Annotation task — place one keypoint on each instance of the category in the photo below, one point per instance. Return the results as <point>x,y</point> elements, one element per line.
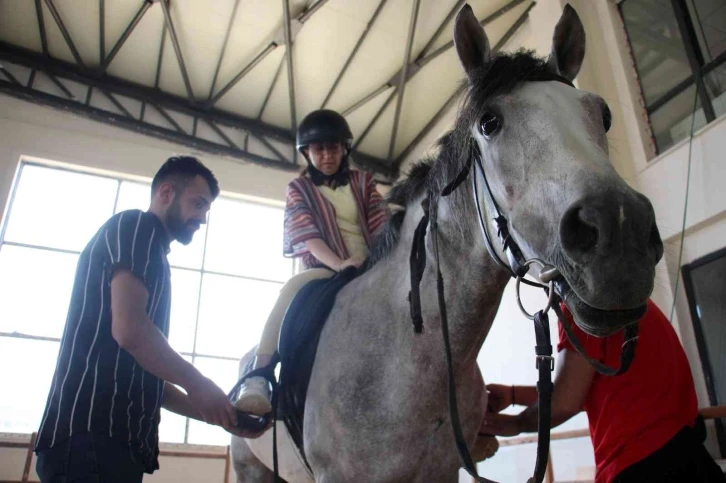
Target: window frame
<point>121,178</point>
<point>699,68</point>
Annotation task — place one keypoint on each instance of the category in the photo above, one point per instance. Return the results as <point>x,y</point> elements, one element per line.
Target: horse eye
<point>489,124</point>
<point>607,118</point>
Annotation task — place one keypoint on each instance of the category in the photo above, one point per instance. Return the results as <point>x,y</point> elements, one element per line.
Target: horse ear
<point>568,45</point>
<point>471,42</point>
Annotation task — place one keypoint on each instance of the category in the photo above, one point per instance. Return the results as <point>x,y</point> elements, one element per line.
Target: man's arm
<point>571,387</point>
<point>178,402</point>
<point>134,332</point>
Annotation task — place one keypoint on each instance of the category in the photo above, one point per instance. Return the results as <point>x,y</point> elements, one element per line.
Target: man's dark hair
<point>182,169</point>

------------------------------

**About this exercise**
Everything from the line containing "Target: window frame" through the end of the entries above should be retyped exactly, and nothing else.

**Written answer**
Target: window frame
<point>121,178</point>
<point>699,68</point>
Annotation task — place one keypoint on each instance of the category in the photo above, one point per instance. Return the results as <point>x,y</point> elements, one element per line.
Target: horse eye
<point>489,124</point>
<point>607,118</point>
Annotation task — place one keypoint on each instance of the category in the photo above, one point per instance. Return the results as <point>x,y</point> elements, one element per line.
Target: horse ear
<point>568,45</point>
<point>471,42</point>
Annotation task — place one keypoint on each instance of the category in the photo above, one point per instance. Return the results as <point>x,y</point> elements, one element per line.
Target: man's arm
<point>571,387</point>
<point>178,402</point>
<point>134,332</point>
Annotation task — place one keypoint on each instance of the category in the photo above, one point per instance. Return the results as <point>x,y</point> elements, one element per line.
Target: man's dark hair
<point>182,169</point>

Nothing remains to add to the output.